• _PROVIDED DATA_:
§ §
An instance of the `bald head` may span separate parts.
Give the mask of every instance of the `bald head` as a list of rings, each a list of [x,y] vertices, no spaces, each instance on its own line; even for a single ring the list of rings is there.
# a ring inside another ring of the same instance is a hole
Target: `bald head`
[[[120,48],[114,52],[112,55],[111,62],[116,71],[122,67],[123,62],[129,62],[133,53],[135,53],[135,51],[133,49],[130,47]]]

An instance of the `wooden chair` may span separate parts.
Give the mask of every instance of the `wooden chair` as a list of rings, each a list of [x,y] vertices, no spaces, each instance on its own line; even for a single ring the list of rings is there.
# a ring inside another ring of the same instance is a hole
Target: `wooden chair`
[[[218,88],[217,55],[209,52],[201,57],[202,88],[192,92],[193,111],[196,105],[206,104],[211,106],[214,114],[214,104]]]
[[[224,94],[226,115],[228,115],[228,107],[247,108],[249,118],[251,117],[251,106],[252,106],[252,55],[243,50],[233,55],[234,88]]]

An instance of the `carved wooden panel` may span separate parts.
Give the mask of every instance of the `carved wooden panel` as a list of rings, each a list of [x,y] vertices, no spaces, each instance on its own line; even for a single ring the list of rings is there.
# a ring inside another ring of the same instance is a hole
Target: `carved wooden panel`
§ §
• _TASK PROMPT_:
Find every line in the records above that contains the string "instance", matching case exactly, and copy each such line in full.

• _EXERCISE RESPONSE_:
An instance of the `bald head` may span separate parts.
Give the mask of every instance of the `bald head` as a list of rings, each a list of [x,y] vertices, no spaces, each instance on its own line; even for a single ring the list of rings is there.
# a ring inside another ring of the same instance is a hole
An instance of the `wooden chair` may span separate parts.
Give the mask of every instance of the `wooden chair` as a list of rings, each a list of [x,y] vertices, no spaces, each instance on its own line; even for a single ring the list of rings is there.
# a ring inside another ring of the same instance is a hole
An instance of the `carved wooden panel` may span separate parts.
Give the mask of every instance of the `carved wooden panel` as a list of rings, each a list of [x,y] vertices, no spaces, each instance on its own line; even for a single ring the list of rings is there.
# a ring inside another ring of the same instance is a hole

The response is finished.